Thornton, like many writers of Christian spirituality who also have a deep historical foundation, explores the ways that the Spirit has taught God’s people to cooperate with grace, to make it less of a transaction, and more of a bubbling spring, a well of salvation. He suggests that the English school has a unique and powerful role to play, even now, even here in this torn American context: “sane, wise, ancient, modern, sound, and simple; with roots in the New Testament and the Fathers, and of noble pedigree; with is golden periods and its full quota of saints and doctors; never obtrusive, seldom in serious error, ever holding its essential place with the glorious diversity of Catholic Christendom. Our most pressing task is to rediscover it.”
So, if you’re interested, that’s what we’re going to do. Thornton spends the first part of his book exploring the state of the Church (in the 20th century, when it was written), the real meaning of asceticism for Christians today, and the way English spirituality derives from scripture, particularly the New Testament. Then he traces the influences of Augustine, Benedict, Bernard, St.-Thierry, Victor, the Franciscans, and Aquinas before launching himself into the English iterations of this spirituality: Anselm, Gilbert, Hilton, Julian, Rolle, Kempe, the Caroline divines, and more.
══════════════════════════════
From the passage about English spirituality, list the influences Thornton traces before he turns to the English iterations. The records play no part in this work.

Collected data entries:
══════════════════════════════
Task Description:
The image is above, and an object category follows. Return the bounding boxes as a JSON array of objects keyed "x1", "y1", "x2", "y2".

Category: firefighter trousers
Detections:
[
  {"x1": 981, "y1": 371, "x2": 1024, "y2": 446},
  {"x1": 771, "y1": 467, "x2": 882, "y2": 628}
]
══════════════════════════════
SOLUTION:
Augustine
Benedict
Bernard
St.-Thierry
Victor
the Franciscans
Aquinas